# [WORK TO DO]
- a) In the thread asking about Python web frameworks, what server setup does luffy list?
- b) Reproduce the Python web frameworks thread word for word, from "database: Postgresql" up to and including "the actual framework.".
- c) Summarize the Python web frameworks thread in two sentences.

Ask HN: What Python web programming frameworks and tools are you using? - akamaka

I'm interested in hearing from the community about what tools you are using for building web applications in Python.<p>This was last asked about half a year ago (http://news.ycombinator.com/item?id=1357925) and 
2 years before that (http://news.ycombinator.com/item?id=153487), but things are changing fast, especially with the recent popularity of NoSQL, so I think it's worth bringing up again.<p>So, what tools, databases, web servers and frameworks are you using for your latest Python web application projects?  Or, if you've abandoned Python, what language have you moved to, and why?
======
luffy
framework: Flask

database: Postgresql

server: UWSGI + Cherokee

Flask is a very nice framework, and the documentation is awesome. I've tried a
lot of Python frameworks out before deciding on Flask. It's a paralyzing
decision - there is just so much out there. The process of choosing a web
framework is filled with information overload - from reading about the
framework, dabbling with the code, and finally learning the actual framework.

# [SUPPLIED INFORMATION]
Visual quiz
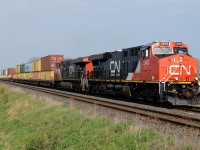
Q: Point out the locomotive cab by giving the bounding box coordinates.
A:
[152,41,200,105]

# [SOLUTIONS BY TASK]
- a) UWSGI + Cherokee

- b)
database: Postgresql

server: UWSGI + Cherokee

Flask is a very nice framework, and the documentation is awesome. I've tried a
lot of Python frameworks out before deciding on Flask. It's a paralyzing
decision - there is just so much out there. The process of choosing a web
framework is filled with information overload - from reading about the
framework, dabbling with the code, and finally learning the actual framework.

- c) Akamaka asks which tools, databases, web servers and frameworks people use for Python web applications, or what language they moved to if they left Python, saying it is worth asking again because things are changing fast with the recent popularity of NoSQL. Luffy replies with Flask, Postgresql and UWSGI + Cherokee, praises Flask and its documentation, and calls choosing among the many Python frameworks a paralyzing decision filled with information overload.